Value Stream Management

VSM

Value stream management involves planning and connecting lean initiatives by systematically capturing and analyzing data, while lean focuses on delivering more value to customers using fewer resources.

It involves nine steps:

  1. Management commitment

  2. Selecting a value stream

  3. Lean learning

  4. Current value stream mapping

  5. Establishing lean metrics

  6. Future value stream mapping

  7. Developing kaizen plans

  8. Implementing kaizen plans

  9. Reviewing and closing gaps

Current Value Stream Map Manufacturing Example

VSM is more than just a management tool; it's a process for planning improvements that help your company deliver better value to customers while using fewer resources. A lean company needs a process that connects strategic plans to daily work, and following nine sequential steps provides that link. Through experience, we’ve found that successful lean initiatives rely on four key behaviors:

 

True commitment: Achieving a lean enterprise requires dedicated resources for effective planning, implementation, and maintenance. Lean results depend on commitment from everyone at all levels. It’s not enough to assign someone to oversee lean initiatives or attend workshops to create a value stream map. There must be a genuine desire to improve, driving all activities. A cross-functional team of middle-level managers involved in the value stream is essential for its transformation.

= Data provided =
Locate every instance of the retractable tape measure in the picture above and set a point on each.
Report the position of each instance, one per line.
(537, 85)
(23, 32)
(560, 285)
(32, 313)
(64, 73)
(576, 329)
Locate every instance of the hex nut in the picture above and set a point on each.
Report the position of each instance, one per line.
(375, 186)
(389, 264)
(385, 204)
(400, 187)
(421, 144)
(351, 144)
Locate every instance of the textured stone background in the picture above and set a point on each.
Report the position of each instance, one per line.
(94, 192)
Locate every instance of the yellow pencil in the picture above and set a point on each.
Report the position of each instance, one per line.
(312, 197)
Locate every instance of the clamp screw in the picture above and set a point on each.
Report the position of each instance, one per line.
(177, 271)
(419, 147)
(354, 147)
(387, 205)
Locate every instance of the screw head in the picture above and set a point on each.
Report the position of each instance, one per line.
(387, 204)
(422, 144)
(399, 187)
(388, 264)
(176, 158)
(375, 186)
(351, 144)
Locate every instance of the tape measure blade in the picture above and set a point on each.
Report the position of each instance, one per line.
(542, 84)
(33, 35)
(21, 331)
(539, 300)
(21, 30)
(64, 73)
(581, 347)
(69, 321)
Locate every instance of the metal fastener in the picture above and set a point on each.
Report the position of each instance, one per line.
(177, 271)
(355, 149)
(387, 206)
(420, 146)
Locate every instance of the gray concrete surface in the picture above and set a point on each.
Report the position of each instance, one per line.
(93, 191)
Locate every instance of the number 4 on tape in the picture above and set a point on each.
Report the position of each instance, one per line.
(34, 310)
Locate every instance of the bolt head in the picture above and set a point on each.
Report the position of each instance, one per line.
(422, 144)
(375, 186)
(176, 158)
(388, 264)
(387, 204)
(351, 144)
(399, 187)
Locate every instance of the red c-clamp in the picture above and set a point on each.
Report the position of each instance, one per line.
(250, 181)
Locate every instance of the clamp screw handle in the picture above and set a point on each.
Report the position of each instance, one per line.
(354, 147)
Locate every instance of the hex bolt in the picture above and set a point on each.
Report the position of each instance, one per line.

= Task to complete =
Answer from the value stream management text:
1. How many steps does value stream management involve?
2. Which step comes fifth?
3. What kind of team is essential for transforming a value stream?

= The answer =
1. Nine.
2. Establishing lean metrics.
3. A cross-functional team of middle-level managers involved in the value stream.